# [SELECTED PASSAGE]

The First Founding: Interests and Conflicts

Explain the conflicts and coalitions that led to the Declaration of Independence and the Articles of Confederation

To understand dynamic historical eras such as the Founding of the United States, it is helpful to focus on the different perspectives of the people that were present. In American politics, the Founders—people like James Madison, Thomas Jefferson, and Alexander Hamilton—usually take center stage and are revered for articulating American values and ideals such as individual liberty, equality, justice, and the pursuit of happiness.

However, recent scholarship has highlighted the importance of incorporating two additional processes in our understanding of the Founding: land removal from Native nations and enslavement of Africans.6 In fact, both practices are directly connected to some of the crucial conflicts that led the 13 colonies to declare independence. While it may be difficult to reconcile the lofty ideals of the Founders with the unfair and inhumane treatment of two groups of people, it is necessary to acknowledge the complexity of the Founding period.

Native Nations and Colonial Life

Before the first colonists arrived, the land that would come to be known as the United States was not empty.7 Hundreds of independent Native nations and millions of Native Americans were already there. Colonists from England set up the first successful colony in America in 1607 in Jamestown, Virginia. In 1620 the second colony was established in Plymouth, Massachusetts. In both places, the colonists settled on land that was occupied at the time by powerful Native nations (among them the Pequot, Narragansett, and Algonquin), who were already practicing a form of democratic self-governance. In fact, there were 60,000 Native Americans living in what would later become the New England colonies. The colonists brought desirable new goods to trade with the Native nations, but they also brought foreign diseases such as smallpox, to which the Native population had no immunity. As a result, their numbers were quickly decimated. For example, of an estimated 12,000 Native Americans when Jamestown was settled in 1607, only 1,000 were left by 1700.8 For this reason and others, the initially cordial relations between colonists and Native Americans worsened steadily.

# [PROBLEM DETAILS]
Duplicate the passage on the Founding word for word, from "Explain the conflicts" up to and including "pursuit of happiness.".

Plain-language descriptions of regions
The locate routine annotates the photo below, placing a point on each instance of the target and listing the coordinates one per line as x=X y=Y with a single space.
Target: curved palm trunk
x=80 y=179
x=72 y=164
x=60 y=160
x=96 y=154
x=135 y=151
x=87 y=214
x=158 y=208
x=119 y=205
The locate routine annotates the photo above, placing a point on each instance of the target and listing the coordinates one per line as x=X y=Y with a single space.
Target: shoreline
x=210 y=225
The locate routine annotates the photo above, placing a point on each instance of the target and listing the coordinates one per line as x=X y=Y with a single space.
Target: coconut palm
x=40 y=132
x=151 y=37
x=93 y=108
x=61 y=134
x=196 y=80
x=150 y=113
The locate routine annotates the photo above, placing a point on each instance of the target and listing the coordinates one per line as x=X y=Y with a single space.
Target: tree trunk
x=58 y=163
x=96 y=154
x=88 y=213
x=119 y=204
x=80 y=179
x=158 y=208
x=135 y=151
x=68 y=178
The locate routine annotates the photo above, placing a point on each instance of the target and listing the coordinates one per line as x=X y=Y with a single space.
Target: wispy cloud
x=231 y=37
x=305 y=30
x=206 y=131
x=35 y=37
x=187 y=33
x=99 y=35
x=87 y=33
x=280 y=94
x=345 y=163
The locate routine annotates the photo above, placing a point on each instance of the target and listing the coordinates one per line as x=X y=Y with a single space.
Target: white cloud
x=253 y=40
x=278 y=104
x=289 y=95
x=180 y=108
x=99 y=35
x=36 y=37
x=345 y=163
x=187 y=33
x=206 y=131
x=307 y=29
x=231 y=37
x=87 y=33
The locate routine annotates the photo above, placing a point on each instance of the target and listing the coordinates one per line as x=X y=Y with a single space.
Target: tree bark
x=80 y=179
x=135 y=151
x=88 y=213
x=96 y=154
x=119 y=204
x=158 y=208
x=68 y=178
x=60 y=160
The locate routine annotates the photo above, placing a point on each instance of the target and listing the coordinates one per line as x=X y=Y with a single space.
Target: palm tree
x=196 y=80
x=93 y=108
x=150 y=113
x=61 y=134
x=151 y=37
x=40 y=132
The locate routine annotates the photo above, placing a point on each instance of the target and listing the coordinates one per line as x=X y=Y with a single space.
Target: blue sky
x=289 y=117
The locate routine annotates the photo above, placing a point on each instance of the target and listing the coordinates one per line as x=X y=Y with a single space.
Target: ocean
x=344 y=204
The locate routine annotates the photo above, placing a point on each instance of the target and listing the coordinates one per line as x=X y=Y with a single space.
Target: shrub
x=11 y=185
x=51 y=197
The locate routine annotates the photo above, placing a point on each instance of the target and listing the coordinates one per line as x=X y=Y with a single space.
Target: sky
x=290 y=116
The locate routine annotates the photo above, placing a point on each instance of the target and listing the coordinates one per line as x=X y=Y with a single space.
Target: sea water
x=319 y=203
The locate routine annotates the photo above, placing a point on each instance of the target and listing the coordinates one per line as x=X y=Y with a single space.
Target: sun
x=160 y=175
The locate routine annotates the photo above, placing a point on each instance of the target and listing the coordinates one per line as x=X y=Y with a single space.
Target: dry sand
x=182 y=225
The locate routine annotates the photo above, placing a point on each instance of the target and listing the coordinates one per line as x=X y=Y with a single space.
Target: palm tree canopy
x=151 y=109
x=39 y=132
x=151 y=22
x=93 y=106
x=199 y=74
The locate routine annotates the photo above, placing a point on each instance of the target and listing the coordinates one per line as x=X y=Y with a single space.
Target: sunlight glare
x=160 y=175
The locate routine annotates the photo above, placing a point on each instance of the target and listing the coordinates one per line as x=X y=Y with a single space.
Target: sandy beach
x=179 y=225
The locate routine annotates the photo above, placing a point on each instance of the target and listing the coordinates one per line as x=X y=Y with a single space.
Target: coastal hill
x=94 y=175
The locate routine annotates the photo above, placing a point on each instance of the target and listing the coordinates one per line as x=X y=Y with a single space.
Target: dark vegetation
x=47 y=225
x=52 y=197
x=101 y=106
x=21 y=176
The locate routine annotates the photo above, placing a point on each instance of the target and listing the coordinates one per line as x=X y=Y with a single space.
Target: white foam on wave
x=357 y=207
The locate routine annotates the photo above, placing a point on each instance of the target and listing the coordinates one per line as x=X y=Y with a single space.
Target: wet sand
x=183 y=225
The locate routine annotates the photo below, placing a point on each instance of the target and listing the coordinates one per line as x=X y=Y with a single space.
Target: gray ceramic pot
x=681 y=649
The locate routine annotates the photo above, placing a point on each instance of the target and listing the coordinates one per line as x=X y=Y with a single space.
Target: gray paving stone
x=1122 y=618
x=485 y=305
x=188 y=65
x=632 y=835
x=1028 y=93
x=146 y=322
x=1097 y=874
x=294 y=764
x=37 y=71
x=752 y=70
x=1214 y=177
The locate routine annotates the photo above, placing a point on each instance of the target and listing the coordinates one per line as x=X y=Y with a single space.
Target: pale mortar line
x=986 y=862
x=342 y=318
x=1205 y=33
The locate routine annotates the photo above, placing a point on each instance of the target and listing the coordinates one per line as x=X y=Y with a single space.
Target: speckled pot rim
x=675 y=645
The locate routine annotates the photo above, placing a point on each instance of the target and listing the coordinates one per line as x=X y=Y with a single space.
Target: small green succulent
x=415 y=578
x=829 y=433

# [ANSWER SPACE]
Explain the conflicts and coalitions that led to the Declaration of Independence and the Articles of Confederation

To understand dynamic historical eras such as the Founding of the United States, it is helpful to focus on the different perspectives of the people that were present. In American politics, the Founders—people like James Madison, Thomas Jefferson, and Alexander Hamilton—usually take center stage and are revered for articulating American values and ideals such as individual liberty, equality, justice, and the pursuit of happiness.